_What is expected_: Please extend the text below on VRAM, system RAM, and unified memory, starting right after its final sentence.

_Provided text_:
──────────
VRAM, system RAM, and unified memory: the three kinds of memory

“How much RAM” hides a question that decides everything about how a local model behaves: which kind of memory. There are three, and they differ less in capacity than in speed.

System RAM (DDR5). The sticks in a normal PC or laptop. Cheap and available in huge amounts on a server, but slow by AI standards: a typical dual-channel desktop moves on the order of 80 to 100 GB/s. The CPU reads model weights from it. You can run very large models here, just slowly.
GPU VRAM (GDDR or HBM). The memory soldered onto a graphics card. Far faster: an RTX 5090 moves about 1.8 TB/s, and a data-center H200 about 4.8 TB/s, twenty to fifty times a desktop’s RAM. This is why a model that fits entirely in VRAM is so much quicker. The catch is capacity: consumer cards top out at 32GB, and the 80 to 192GB cards cost as much as a car.
Unified memory (Apple Silicon, NVIDIA DGX Spark). A single pool the CPU and GPU share, so there is no slow copy between them. Bandwidth sits in the middle: Apple’s M3 Ultra reaches about 819 GB/s, NVIDIA’s DGX Spark about 273 GB/s. This is the trick that lets a Mac hold a model far larger than any consumer GPU can, at a speed that is slower than that GPU but vastly faster than CPU RAM.
──────────
_Entries supplied_:

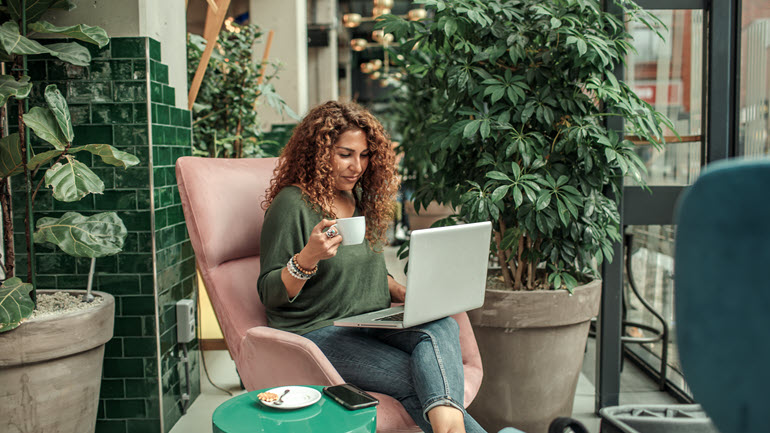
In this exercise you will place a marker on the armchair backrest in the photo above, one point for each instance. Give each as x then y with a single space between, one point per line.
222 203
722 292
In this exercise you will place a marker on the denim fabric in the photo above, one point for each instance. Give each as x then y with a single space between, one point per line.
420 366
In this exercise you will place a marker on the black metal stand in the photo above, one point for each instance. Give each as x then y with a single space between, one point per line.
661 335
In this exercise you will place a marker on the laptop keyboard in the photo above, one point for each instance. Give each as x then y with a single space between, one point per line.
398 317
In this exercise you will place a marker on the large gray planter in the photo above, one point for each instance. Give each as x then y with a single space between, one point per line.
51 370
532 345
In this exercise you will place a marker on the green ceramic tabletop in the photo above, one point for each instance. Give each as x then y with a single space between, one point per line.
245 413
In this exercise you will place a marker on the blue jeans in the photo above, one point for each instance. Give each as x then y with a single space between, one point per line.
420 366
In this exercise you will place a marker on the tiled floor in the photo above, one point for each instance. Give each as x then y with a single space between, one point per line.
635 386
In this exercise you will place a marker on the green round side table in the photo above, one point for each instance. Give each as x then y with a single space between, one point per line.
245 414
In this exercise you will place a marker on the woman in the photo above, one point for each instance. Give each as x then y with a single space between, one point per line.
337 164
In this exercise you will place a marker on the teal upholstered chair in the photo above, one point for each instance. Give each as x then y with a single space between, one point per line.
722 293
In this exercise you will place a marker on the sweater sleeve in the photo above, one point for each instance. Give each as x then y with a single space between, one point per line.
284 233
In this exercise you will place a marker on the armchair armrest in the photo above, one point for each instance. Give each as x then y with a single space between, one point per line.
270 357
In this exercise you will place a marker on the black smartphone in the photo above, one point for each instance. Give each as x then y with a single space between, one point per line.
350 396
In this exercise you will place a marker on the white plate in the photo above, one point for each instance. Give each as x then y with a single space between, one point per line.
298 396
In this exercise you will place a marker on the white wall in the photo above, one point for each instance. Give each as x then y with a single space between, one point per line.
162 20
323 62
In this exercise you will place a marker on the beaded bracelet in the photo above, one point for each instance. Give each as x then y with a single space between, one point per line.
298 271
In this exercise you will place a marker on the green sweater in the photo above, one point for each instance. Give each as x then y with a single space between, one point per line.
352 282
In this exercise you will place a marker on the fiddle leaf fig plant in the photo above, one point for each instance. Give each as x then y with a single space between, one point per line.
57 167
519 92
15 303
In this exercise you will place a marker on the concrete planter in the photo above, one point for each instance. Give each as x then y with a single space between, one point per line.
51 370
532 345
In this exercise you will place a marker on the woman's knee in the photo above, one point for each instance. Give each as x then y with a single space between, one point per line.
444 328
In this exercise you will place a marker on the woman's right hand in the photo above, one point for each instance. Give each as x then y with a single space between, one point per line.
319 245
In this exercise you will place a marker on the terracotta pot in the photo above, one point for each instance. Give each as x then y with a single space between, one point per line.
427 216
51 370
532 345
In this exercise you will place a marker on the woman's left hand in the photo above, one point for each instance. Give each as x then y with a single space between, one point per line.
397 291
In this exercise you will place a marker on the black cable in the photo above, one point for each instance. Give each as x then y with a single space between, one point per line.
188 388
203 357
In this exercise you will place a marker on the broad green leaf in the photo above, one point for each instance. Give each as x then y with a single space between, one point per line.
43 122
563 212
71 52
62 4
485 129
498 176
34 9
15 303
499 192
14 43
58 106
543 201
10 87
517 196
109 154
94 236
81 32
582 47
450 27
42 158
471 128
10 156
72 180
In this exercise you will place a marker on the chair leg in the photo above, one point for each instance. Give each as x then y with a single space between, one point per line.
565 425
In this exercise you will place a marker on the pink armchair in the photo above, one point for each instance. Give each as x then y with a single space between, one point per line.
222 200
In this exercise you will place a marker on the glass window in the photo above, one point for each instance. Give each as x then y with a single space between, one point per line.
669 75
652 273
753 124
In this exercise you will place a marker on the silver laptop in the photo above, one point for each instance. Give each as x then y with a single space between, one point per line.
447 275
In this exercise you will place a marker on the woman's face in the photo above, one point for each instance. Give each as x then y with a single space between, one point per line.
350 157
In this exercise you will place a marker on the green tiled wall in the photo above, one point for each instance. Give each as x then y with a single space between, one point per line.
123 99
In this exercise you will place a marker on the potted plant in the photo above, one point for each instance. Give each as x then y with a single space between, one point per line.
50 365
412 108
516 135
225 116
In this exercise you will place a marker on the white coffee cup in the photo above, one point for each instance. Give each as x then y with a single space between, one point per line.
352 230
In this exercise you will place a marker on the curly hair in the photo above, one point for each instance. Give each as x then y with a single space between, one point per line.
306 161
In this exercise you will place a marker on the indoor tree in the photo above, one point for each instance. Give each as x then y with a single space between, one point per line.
──────────
_Answer to this exercise_:
Memory type	Typical bandwidth	Capacity you can buy	Cost per GB	Best for
System RAM (DDR5)	~80–100 GB/s (desktop); higher on multi-channel servers	16GB to 1.5TB+	Lowest	Holding very large models on CPU, slowly
Unified memory	~270–820 GB/s	16GB to 512GB	Medium	Large models at moderate speed on one box
GPU VRAM (GDDR/HBM)	~1,000–4,800 GB/s	8GB to 192GB per card	Highest	Maximum speed for any model that fits

The practical upshot: fit your model in the fastest memory it will fit in. A 13B model belongs in a 16GB GPU, not spread across 64GB of system RAM. A 671B model has no choice but to live in unified memory or across many GPUs. Everything below is really about matching a model to the right kind of memory, not just enough of it.

Quantization: the dial that sets the footprint

Quantization is the single biggest lever on memory, so it is worth seeing the full dial rather than just the Q4 default. Lower bits per weight means a smaller footprint and faster generation, traded against a gradual loss of quality.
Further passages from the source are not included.